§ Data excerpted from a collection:
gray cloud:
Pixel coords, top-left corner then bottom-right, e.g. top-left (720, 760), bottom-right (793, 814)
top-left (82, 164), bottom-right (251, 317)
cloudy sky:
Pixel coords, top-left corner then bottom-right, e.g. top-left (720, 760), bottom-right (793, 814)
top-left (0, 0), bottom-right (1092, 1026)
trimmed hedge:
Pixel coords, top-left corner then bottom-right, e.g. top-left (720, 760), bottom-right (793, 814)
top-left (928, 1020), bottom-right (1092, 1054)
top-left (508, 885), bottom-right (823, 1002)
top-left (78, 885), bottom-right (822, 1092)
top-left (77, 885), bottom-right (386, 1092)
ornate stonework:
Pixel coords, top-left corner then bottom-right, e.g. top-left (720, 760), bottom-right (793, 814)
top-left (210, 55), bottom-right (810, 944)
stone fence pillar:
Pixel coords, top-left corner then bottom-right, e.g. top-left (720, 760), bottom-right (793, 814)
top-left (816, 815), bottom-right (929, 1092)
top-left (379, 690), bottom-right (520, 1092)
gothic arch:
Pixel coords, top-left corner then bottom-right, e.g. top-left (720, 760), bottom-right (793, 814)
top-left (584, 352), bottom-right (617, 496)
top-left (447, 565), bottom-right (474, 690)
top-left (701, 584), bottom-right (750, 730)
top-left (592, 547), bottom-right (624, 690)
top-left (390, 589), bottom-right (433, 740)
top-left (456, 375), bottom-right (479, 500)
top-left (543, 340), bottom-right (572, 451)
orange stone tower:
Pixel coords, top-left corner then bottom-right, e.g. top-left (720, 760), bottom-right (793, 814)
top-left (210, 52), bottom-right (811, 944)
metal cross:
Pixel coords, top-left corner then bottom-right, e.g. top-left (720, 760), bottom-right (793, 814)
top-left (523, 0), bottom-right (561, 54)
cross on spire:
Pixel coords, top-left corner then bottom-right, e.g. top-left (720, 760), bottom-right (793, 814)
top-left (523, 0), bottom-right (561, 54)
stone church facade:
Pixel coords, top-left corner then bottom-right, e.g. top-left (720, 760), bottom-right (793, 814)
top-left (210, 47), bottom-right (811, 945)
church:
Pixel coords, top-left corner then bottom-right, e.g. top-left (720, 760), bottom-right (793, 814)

§ Set exercise: Reproduce every line of the data above verbatim, from start to finish, without changing anything.

§ Output for this task:
gray cloud:
Pixel coords, top-left corner then bottom-right, e.g. top-left (720, 760), bottom-right (793, 814)
top-left (82, 164), bottom-right (251, 317)
cloudy sky:
Pixel coords, top-left corner then bottom-right, e.g. top-left (720, 760), bottom-right (793, 814)
top-left (0, 0), bottom-right (1092, 1026)
trimmed hedge:
Pixel coords, top-left corner then bottom-right, e.g. top-left (720, 760), bottom-right (793, 814)
top-left (928, 1020), bottom-right (1092, 1054)
top-left (508, 885), bottom-right (823, 1002)
top-left (78, 885), bottom-right (822, 1092)
top-left (77, 885), bottom-right (386, 1092)
ornate stonework:
Pixel coords, top-left corner then bottom-right, e.g. top-left (720, 760), bottom-right (793, 814)
top-left (210, 55), bottom-right (810, 944)
stone fence pillar:
Pixel coords, top-left corner then bottom-right, e.g. top-left (720, 760), bottom-right (793, 814)
top-left (816, 815), bottom-right (929, 1092)
top-left (379, 690), bottom-right (520, 1092)
gothic arch:
Pixel coords, top-left corner then bottom-right, e.g. top-left (720, 760), bottom-right (793, 814)
top-left (584, 352), bottom-right (617, 496)
top-left (447, 565), bottom-right (474, 690)
top-left (701, 584), bottom-right (750, 730)
top-left (592, 547), bottom-right (624, 690)
top-left (390, 589), bottom-right (433, 740)
top-left (456, 375), bottom-right (479, 500)
top-left (543, 340), bottom-right (572, 451)
orange stone tower:
Pixel coords, top-left corner then bottom-right, e.g. top-left (720, 760), bottom-right (793, 814)
top-left (210, 52), bottom-right (811, 944)
metal cross:
Pixel coords, top-left corner then bottom-right, e.g. top-left (720, 760), bottom-right (793, 814)
top-left (523, 0), bottom-right (561, 54)
cross on spire:
Pixel coords, top-left corner then bottom-right, e.g. top-left (720, 760), bottom-right (793, 814)
top-left (523, 0), bottom-right (561, 54)
stone church facade:
Pixel coords, top-left corner then bottom-right, e.g. top-left (720, 760), bottom-right (793, 814)
top-left (210, 47), bottom-right (811, 945)
church:
Pixel coords, top-left corner then bottom-right, e.g. top-left (720, 760), bottom-right (793, 814)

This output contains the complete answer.